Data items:
______________________________

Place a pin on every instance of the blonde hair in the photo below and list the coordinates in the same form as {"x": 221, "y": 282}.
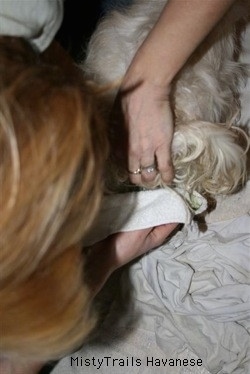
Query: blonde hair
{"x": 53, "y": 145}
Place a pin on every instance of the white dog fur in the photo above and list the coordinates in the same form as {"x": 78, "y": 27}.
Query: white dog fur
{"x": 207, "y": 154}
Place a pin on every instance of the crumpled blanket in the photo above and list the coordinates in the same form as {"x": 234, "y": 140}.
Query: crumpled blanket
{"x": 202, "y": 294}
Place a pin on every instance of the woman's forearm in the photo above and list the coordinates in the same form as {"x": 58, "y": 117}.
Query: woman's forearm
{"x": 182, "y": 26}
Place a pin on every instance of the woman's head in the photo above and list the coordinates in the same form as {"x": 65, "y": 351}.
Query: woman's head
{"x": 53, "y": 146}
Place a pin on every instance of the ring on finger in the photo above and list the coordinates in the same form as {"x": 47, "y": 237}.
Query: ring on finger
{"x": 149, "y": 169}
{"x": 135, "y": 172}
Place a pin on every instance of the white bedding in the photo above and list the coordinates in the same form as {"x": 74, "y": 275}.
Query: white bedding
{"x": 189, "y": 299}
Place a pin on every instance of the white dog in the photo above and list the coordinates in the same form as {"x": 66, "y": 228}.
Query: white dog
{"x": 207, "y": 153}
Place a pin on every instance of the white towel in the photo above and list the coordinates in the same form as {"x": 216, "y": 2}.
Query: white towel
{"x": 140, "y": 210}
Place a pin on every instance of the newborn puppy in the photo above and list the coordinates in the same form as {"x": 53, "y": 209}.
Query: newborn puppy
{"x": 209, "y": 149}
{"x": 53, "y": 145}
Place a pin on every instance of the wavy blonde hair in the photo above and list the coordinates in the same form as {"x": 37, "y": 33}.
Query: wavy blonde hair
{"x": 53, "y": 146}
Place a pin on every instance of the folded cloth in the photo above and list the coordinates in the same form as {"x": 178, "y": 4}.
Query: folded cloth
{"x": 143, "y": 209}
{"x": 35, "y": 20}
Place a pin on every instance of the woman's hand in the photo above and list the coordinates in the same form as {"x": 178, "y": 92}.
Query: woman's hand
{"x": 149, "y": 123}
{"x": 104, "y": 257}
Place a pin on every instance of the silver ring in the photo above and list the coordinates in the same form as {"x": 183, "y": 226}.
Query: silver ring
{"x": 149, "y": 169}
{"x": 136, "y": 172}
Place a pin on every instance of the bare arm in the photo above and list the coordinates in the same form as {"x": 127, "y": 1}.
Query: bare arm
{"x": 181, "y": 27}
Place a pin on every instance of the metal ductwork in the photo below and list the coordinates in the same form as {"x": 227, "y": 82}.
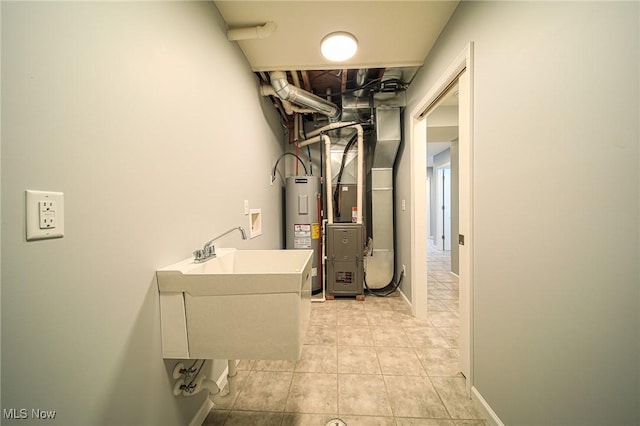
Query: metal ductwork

______________________________

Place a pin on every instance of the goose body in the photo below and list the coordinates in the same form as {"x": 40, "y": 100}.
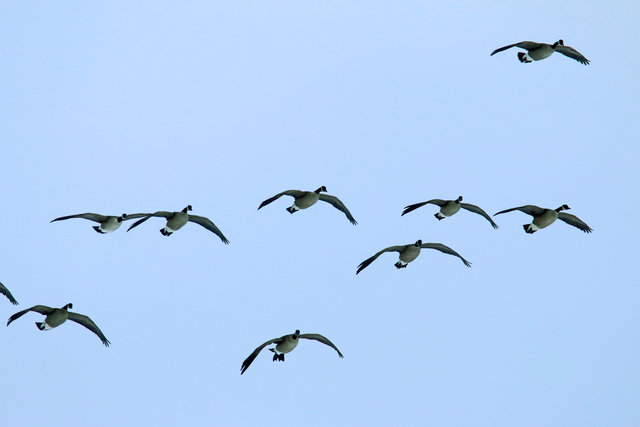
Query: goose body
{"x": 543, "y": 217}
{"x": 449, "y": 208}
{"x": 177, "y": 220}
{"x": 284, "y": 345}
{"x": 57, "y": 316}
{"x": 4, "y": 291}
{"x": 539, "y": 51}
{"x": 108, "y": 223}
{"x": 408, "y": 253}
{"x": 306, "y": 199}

______________________________

WHAT YOU HAVE TO DO: Copy out each line of the data that includes the string "below".

ANSWER FOR THE TASK:
Place a pin on every instance of the blonde hair in the photo below and list the coordinates in the same form as {"x": 221, "y": 282}.
Place a pin on every instance of the metal ductwork in the photo below and list the coordinates in the same form as {"x": 227, "y": 82}.
Place a pin on every instance of the goose body in the photo below and list the coordinates in the same form as {"x": 40, "y": 100}.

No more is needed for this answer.